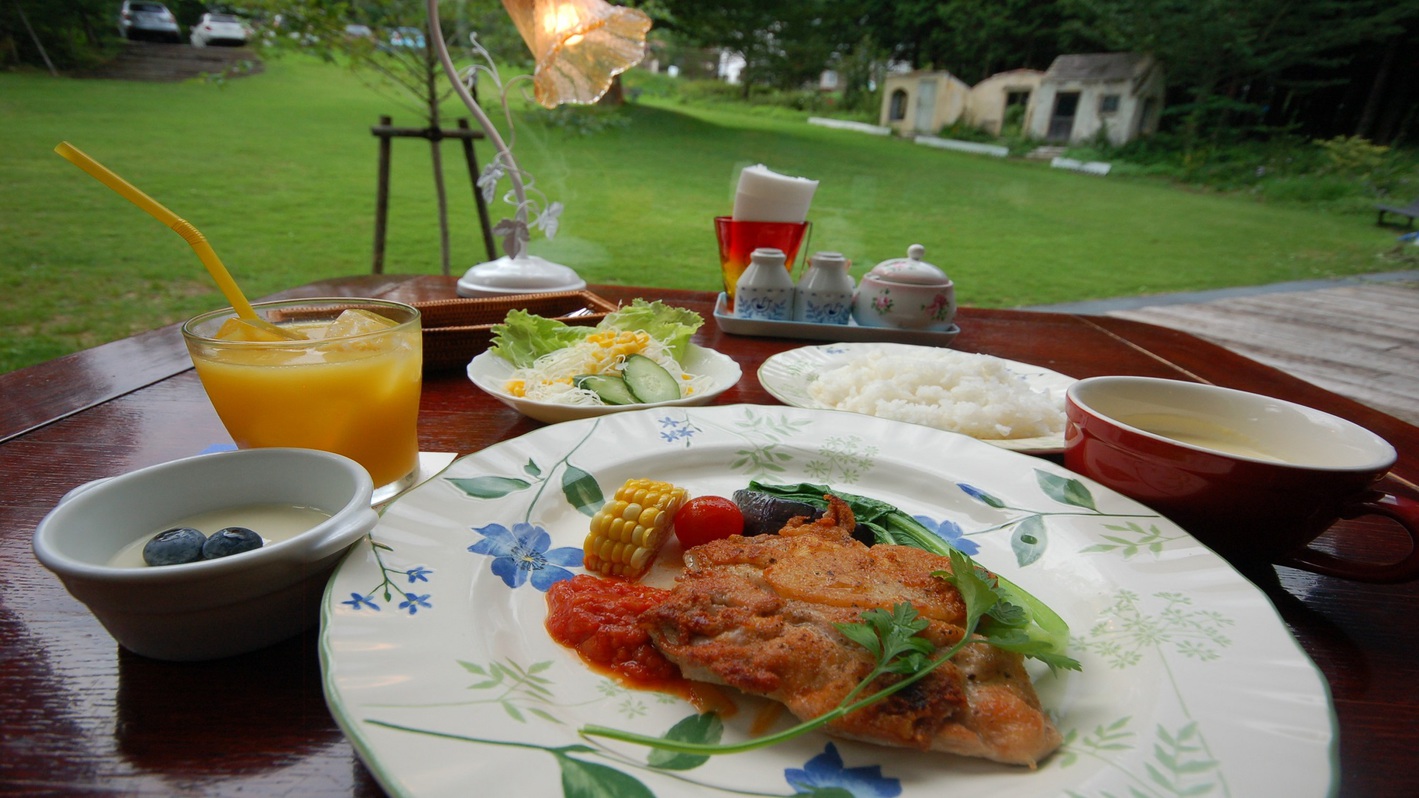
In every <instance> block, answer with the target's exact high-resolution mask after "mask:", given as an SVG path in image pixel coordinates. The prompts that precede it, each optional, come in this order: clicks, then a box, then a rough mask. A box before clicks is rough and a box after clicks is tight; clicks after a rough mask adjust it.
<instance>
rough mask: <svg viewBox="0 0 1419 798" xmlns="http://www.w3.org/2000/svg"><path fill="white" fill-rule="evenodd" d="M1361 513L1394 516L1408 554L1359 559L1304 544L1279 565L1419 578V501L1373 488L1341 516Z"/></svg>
mask: <svg viewBox="0 0 1419 798" xmlns="http://www.w3.org/2000/svg"><path fill="white" fill-rule="evenodd" d="M1362 515H1385V517H1388V518H1392V520H1395V521H1396V523H1398V524H1399V525H1401V527H1402V528H1403V530H1405V532H1408V534H1409V554H1408V555H1406V557H1403V558H1402V559H1398V561H1395V562H1362V561H1357V559H1345V558H1344V557H1335V555H1334V554H1327V552H1324V551H1318V550H1315V548H1310V547H1307V548H1303V550H1301V551H1298V552H1296V554H1293V555H1290V558H1287V559H1283V561H1281V562H1280V565H1287V567H1291V568H1300V569H1303V571H1310V572H1313V574H1321V575H1324V576H1338V578H1341V579H1354V581H1357V582H1375V584H1395V582H1408V581H1410V579H1415V578H1419V501H1415V500H1410V498H1405V497H1402V496H1395V494H1392V493H1378V491H1376V493H1371V494H1368V496H1365V497H1362V498H1361V500H1358V501H1355V503H1354V504H1349V505H1348V507H1345V510H1344V514H1342V517H1344V518H1359V517H1362Z"/></svg>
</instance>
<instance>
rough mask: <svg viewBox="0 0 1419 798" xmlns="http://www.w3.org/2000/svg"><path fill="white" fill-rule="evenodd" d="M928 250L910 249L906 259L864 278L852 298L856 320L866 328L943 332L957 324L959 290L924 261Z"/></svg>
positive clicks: (953, 283) (884, 264) (952, 284)
mask: <svg viewBox="0 0 1419 798" xmlns="http://www.w3.org/2000/svg"><path fill="white" fill-rule="evenodd" d="M924 254H927V248H925V247H922V246H921V244H912V246H910V247H907V257H904V258H894V260H884V261H883V263H878V264H877V266H874V267H873V270H871V271H868V273H867V274H866V275H863V281H861V284H860V285H858V287H857V294H856V295H854V297H853V318H854V319H856V321H857V324H860V325H863V327H895V328H901V329H924V331H931V332H941V331H946V329H951V328H952V327H954V325H955V321H956V287H955V284H954V283H952V281H951V278H949V277H946V273H945V271H941V270H939V268H937V267H935V266H932V264H929V263H927V261H924V260H921V257H922V256H924Z"/></svg>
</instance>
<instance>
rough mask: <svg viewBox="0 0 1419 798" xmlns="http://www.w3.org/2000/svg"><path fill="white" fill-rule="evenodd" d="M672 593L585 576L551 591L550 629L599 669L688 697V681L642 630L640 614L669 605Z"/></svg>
mask: <svg viewBox="0 0 1419 798" xmlns="http://www.w3.org/2000/svg"><path fill="white" fill-rule="evenodd" d="M664 596H666V591H663V589H660V588H651V586H648V585H641V584H639V582H627V581H624V579H603V578H599V576H589V575H586V574H579V575H576V576H572V578H570V579H563V581H561V582H558V584H555V585H552V588H551V589H549V591H548V592H546V609H548V612H546V630H548V633H549V635H552V639H553V640H556V642H558V643H561V645H563V646H566V647H569V649H572V650H575V652H576V653H579V655H580V656H582V659H583V660H586V662H587V663H589V665H592V666H593V667H596V669H599V670H603V672H610V673H612V674H616V676H620V677H622V679H623V680H624V682H629V683H630V686H631V687H643V689H653V690H667V692H674V693H684V692H685V690H687V689H688V682H687V680H685V679H684V677H683V676H680V669H678V667H675V663H673V662H670V660H668V659H666V656H664V655H661V653H660V650H657V649H656V646H654V645H653V643H651V642H650V635H648V633H647V632H646V630H644V629H641V628H640V613H643V612H646V611H647V609H650V608H653V606H656V605H657V603H660V602H661V601H664Z"/></svg>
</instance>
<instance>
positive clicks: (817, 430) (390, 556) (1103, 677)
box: [321, 405, 1337, 798]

## Exercise aim
Output every record exactly, minus the pictures.

## Exercise output
In every <instance> block, answer with the target's exact high-resolution mask after "mask:", given as an SVG path in image pixel coordinates. The prompts that precede it, each optional, come in this order: clicks, then a box, then a rough mask. A box before clicks is rough and a box after clicks is tight; clicks after a rough mask adjust it.
<instance>
rough mask: <svg viewBox="0 0 1419 798" xmlns="http://www.w3.org/2000/svg"><path fill="white" fill-rule="evenodd" d="M1361 513L1394 516L1408 554L1359 559L1304 544L1279 565L1419 578V501L1373 488L1341 516Z"/></svg>
mask: <svg viewBox="0 0 1419 798" xmlns="http://www.w3.org/2000/svg"><path fill="white" fill-rule="evenodd" d="M1362 515H1385V517H1388V518H1392V520H1395V521H1396V523H1398V524H1399V525H1401V527H1402V528H1403V530H1405V532H1408V534H1409V554H1408V555H1406V557H1403V558H1402V559H1398V561H1395V562H1362V561H1357V559H1345V558H1344V557H1335V555H1334V554H1327V552H1324V551H1318V550H1315V548H1310V547H1307V548H1303V550H1301V551H1298V552H1296V554H1293V555H1290V558H1287V559H1283V561H1281V562H1280V565H1287V567H1291V568H1300V569H1303V571H1310V572H1313V574H1321V575H1324V576H1338V578H1341V579H1354V581H1357V582H1375V584H1395V582H1408V581H1410V579H1415V578H1419V501H1415V500H1410V498H1405V497H1402V496H1395V494H1392V493H1378V491H1376V493H1371V494H1368V496H1365V497H1362V498H1361V500H1358V501H1355V503H1354V504H1349V505H1348V507H1345V510H1344V514H1342V517H1344V518H1359V517H1362Z"/></svg>
</instance>
<instance>
rough mask: <svg viewBox="0 0 1419 798" xmlns="http://www.w3.org/2000/svg"><path fill="white" fill-rule="evenodd" d="M928 250L910 249L906 259L864 278L852 298L856 320L866 328L943 332L957 324L959 290L924 261Z"/></svg>
positive clicks: (953, 283) (884, 264) (952, 284)
mask: <svg viewBox="0 0 1419 798" xmlns="http://www.w3.org/2000/svg"><path fill="white" fill-rule="evenodd" d="M924 254H927V248H925V247H922V246H921V244H912V246H910V247H907V257H904V258H894V260H884V261H883V263H878V264H877V266H874V267H873V270H871V271H868V273H867V274H866V275H863V281H861V284H860V285H858V287H857V294H856V295H854V297H853V318H854V319H856V321H857V324H860V325H863V327H895V328H901V329H924V331H931V332H941V331H946V329H951V328H952V327H954V325H955V321H956V287H955V284H954V283H952V281H951V278H949V277H946V273H945V271H941V270H939V268H937V267H935V266H932V264H929V263H927V261H924V260H921V257H922V256H924Z"/></svg>
</instance>
<instance>
rough mask: <svg viewBox="0 0 1419 798" xmlns="http://www.w3.org/2000/svg"><path fill="white" fill-rule="evenodd" d="M672 593L585 576L551 591L550 629L599 669L688 697V681L642 630L640 614L669 605Z"/></svg>
mask: <svg viewBox="0 0 1419 798" xmlns="http://www.w3.org/2000/svg"><path fill="white" fill-rule="evenodd" d="M664 596H666V591H663V589H660V588H651V586H648V585H641V584H639V582H627V581H624V579H603V578H599V576H589V575H586V574H579V575H576V576H572V578H570V579H563V581H561V582H558V584H555V585H552V588H551V589H549V591H548V592H546V609H548V612H546V630H548V633H549V635H552V639H553V640H556V642H558V643H561V645H563V646H566V647H569V649H572V650H575V652H576V653H579V655H580V656H582V659H583V660H586V662H587V663H589V665H592V666H593V667H596V669H599V670H603V672H610V673H612V674H616V676H620V677H622V679H623V680H624V682H629V683H630V686H631V687H643V689H653V690H667V692H674V693H684V692H685V690H687V689H688V682H687V680H685V679H684V677H683V676H680V669H678V667H675V663H673V662H670V660H668V659H666V656H664V655H661V653H660V650H657V649H656V646H654V645H653V643H651V642H650V635H648V633H647V632H646V630H644V629H641V628H640V613H643V612H646V611H647V609H650V608H653V606H656V605H657V603H660V602H661V601H664Z"/></svg>
</instance>
<instance>
positive clicks: (817, 430) (390, 556) (1103, 677)
box: [321, 405, 1337, 798]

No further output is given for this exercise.